What you have to do: For the records that follow, please set down exactly the lines between the one holding "the leafy tree" and the one holding "The component shall return one point per instance of the grass", inclusive, and only those.

=== Excerpted records ===

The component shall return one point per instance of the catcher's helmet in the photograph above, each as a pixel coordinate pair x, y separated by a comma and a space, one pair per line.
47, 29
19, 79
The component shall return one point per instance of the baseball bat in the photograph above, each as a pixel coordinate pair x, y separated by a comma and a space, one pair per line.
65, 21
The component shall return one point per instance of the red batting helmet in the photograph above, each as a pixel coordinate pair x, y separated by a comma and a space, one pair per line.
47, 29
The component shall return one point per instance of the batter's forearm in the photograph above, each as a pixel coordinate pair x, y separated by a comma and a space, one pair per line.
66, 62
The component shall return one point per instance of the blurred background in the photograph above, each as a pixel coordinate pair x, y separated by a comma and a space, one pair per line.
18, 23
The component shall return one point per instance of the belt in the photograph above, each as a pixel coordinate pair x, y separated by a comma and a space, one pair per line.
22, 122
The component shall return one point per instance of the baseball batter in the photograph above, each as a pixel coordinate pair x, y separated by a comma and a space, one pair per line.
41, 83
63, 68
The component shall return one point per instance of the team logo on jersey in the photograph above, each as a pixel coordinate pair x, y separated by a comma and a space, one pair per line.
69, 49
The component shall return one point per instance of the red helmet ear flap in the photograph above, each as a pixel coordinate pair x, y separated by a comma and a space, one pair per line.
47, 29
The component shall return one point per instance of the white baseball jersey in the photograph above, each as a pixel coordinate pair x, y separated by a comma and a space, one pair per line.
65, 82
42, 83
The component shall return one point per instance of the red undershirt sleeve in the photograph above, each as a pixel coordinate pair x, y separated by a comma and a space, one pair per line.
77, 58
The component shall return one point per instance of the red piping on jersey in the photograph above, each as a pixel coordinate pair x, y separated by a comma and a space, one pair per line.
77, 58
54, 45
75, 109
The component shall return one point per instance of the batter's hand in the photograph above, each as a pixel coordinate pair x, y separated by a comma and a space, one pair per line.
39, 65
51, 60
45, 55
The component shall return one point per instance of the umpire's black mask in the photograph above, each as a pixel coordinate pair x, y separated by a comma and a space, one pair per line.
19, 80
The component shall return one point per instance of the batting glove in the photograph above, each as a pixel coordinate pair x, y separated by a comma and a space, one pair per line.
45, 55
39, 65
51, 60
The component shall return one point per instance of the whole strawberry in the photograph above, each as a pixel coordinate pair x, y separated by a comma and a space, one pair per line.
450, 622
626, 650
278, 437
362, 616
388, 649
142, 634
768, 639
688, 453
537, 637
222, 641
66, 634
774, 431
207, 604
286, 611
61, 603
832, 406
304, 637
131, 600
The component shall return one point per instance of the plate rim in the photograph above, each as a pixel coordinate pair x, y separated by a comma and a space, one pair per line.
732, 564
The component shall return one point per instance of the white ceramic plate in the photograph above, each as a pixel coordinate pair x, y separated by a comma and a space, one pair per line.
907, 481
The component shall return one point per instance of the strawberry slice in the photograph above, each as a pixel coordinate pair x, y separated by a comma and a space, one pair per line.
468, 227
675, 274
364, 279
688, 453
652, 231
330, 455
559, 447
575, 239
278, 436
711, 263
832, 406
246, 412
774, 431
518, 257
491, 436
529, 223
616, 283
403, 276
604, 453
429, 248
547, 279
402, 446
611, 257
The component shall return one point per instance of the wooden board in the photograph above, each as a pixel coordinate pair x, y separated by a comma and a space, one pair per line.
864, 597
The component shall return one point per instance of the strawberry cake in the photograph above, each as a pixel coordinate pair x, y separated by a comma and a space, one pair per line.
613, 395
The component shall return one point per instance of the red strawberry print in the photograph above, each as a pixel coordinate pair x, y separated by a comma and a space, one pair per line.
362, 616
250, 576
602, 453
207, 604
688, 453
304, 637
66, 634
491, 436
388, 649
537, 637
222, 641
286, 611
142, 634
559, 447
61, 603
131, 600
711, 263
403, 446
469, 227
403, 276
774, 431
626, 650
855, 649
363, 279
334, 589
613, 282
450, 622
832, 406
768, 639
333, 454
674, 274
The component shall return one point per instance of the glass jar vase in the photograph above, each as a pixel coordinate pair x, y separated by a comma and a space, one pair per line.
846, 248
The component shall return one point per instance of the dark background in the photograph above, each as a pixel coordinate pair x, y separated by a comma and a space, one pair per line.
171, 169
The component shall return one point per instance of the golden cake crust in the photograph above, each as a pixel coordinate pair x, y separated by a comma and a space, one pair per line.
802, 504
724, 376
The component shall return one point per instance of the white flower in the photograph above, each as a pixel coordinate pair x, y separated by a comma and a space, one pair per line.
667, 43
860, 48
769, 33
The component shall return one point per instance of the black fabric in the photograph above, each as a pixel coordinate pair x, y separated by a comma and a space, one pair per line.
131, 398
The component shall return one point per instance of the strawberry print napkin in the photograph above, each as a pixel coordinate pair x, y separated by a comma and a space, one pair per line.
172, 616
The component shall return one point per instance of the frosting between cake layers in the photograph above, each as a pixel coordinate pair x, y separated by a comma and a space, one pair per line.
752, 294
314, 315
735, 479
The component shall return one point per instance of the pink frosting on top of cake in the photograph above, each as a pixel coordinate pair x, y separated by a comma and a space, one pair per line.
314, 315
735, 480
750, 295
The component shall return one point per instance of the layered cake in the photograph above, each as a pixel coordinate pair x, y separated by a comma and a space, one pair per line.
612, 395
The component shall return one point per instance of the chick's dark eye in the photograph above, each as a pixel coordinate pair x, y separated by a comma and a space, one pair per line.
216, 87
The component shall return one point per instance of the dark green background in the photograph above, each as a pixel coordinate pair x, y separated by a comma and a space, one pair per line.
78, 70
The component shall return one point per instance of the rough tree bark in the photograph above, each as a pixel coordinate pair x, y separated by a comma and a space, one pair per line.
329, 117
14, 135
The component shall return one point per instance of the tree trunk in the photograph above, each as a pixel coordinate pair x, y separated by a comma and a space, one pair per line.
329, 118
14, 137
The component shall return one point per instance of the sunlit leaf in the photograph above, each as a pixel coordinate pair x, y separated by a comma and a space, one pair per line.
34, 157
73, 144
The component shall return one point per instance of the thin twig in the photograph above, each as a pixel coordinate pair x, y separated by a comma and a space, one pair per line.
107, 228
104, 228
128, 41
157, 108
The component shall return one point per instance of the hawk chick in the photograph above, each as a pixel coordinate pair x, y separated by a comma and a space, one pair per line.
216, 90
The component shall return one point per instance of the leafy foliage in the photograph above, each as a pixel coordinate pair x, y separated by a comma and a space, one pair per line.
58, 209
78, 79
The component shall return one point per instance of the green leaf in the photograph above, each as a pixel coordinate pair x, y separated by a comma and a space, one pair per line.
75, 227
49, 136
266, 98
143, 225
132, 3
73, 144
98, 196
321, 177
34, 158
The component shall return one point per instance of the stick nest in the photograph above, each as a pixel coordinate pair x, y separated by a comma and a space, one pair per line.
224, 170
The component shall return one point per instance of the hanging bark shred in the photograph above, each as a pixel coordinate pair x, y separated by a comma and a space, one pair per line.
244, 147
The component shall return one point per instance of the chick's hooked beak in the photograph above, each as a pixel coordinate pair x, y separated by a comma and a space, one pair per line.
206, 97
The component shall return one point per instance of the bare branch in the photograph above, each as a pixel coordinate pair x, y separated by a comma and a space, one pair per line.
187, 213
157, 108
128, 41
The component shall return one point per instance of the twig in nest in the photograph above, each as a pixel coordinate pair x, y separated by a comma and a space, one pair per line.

===
=== Excerpted records ===

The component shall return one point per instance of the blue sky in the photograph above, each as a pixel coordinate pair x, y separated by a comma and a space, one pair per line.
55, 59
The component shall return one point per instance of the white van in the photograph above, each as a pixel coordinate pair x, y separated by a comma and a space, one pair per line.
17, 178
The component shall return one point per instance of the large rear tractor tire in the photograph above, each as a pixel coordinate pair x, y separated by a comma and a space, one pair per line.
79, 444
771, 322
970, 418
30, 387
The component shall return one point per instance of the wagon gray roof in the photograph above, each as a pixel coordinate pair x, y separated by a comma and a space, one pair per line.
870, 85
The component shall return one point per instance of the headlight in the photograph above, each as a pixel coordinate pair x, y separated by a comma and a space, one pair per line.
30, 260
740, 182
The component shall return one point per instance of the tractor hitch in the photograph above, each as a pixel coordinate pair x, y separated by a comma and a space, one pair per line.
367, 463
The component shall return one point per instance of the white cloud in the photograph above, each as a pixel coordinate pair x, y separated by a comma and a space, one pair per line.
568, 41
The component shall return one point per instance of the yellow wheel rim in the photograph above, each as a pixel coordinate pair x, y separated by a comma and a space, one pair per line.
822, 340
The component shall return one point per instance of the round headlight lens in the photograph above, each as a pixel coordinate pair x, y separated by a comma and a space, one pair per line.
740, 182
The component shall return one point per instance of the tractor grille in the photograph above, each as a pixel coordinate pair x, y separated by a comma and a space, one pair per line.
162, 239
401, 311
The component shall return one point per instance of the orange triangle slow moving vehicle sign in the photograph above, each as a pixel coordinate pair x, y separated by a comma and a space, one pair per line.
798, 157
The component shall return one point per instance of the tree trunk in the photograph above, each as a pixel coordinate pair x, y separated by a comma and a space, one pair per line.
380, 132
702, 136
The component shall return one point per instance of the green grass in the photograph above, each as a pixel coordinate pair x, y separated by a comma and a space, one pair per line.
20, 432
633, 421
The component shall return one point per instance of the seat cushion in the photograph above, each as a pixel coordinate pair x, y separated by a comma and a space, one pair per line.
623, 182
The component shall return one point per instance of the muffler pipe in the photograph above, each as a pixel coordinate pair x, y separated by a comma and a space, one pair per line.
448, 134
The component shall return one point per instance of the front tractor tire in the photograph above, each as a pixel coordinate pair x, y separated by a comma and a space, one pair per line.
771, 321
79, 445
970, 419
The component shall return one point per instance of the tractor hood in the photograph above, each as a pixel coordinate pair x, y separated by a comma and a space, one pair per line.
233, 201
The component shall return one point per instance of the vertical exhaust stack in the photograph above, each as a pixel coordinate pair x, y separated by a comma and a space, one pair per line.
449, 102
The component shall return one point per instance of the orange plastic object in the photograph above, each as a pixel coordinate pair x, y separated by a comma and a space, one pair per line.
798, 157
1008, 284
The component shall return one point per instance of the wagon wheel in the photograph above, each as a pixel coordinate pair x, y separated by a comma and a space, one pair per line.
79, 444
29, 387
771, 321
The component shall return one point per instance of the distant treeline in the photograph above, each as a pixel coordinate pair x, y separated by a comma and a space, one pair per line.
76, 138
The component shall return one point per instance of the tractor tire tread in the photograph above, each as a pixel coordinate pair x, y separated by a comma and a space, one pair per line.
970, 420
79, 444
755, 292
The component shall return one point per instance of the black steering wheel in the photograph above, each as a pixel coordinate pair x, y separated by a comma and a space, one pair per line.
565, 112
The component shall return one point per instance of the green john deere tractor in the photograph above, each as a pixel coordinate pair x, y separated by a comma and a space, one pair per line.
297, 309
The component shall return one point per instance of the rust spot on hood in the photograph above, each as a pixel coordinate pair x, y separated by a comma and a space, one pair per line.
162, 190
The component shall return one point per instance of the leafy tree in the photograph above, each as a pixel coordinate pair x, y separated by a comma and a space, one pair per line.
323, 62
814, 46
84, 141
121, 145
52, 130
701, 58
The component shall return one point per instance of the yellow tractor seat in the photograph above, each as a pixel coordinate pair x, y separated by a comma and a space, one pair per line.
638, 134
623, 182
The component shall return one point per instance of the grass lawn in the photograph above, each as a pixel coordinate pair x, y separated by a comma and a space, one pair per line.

===
=== Excerpted records ===

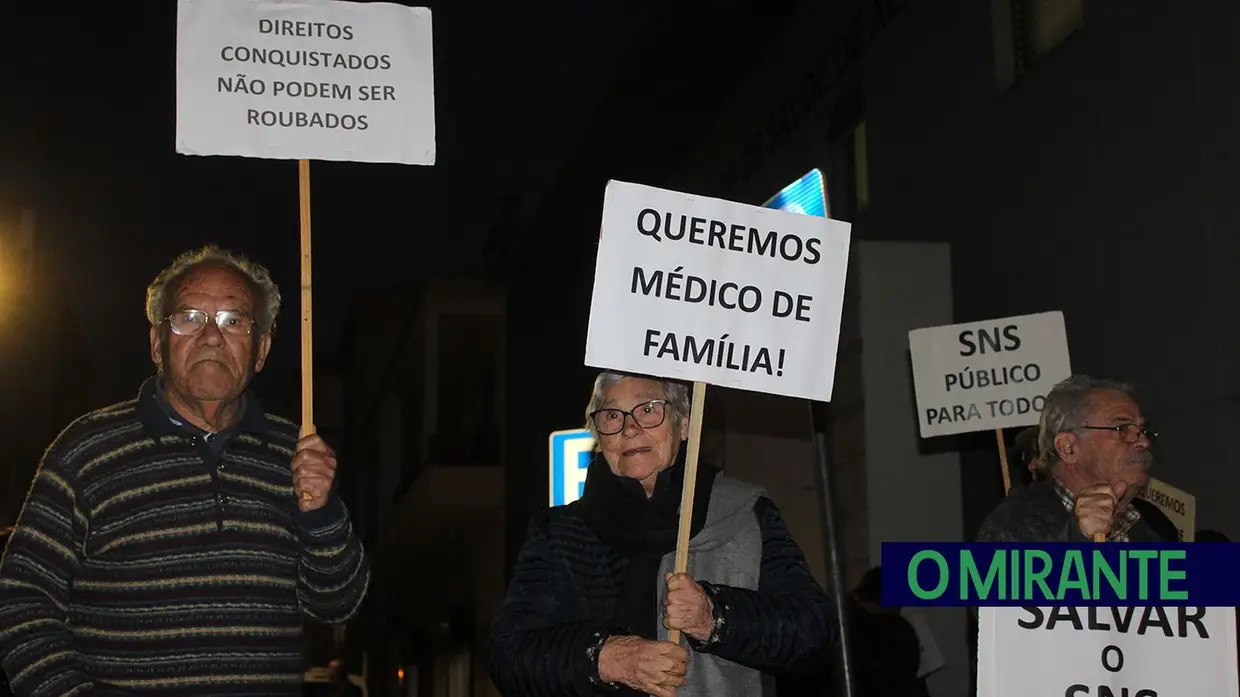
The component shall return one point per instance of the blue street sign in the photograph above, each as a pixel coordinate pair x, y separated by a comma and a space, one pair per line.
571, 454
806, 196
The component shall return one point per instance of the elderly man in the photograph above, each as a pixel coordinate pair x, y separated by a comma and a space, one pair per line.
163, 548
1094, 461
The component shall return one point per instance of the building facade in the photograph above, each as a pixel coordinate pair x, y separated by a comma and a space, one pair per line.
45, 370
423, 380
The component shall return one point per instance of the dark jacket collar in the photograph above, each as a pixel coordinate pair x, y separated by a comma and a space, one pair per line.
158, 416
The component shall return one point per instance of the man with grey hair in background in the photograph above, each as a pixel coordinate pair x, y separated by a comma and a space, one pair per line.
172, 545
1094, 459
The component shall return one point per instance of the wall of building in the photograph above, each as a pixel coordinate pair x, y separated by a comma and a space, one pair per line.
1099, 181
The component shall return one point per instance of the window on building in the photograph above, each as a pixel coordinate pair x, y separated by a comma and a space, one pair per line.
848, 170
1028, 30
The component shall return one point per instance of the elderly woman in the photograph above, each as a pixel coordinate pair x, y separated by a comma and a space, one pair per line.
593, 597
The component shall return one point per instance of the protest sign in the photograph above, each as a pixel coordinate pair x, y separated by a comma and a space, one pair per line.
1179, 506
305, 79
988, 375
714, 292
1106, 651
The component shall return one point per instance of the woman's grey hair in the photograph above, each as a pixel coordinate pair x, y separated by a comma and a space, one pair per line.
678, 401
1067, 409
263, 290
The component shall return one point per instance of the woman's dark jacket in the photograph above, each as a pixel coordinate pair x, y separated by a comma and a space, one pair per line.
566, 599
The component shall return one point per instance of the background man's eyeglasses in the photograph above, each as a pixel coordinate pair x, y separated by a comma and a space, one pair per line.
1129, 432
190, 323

===

Reply to the exercise:
The component shall return one point per instance of the leafy tree in the photograph above, each as a pixel coordinate pair x, y separated by a comma and a space, one pair per line.
323, 62
814, 46
84, 141
121, 145
52, 130
701, 58
The component shall return one point per instance of the yellow tractor seat in the photograph above, each as a pixel coordinate pair x, y separated by a comma and a space, one pair per line.
638, 134
623, 182
The component shall return one point per instance of the grass lawn in the photograph above, each as a pixel coordinate pair x, y separated by a comma and a space, one pair per line.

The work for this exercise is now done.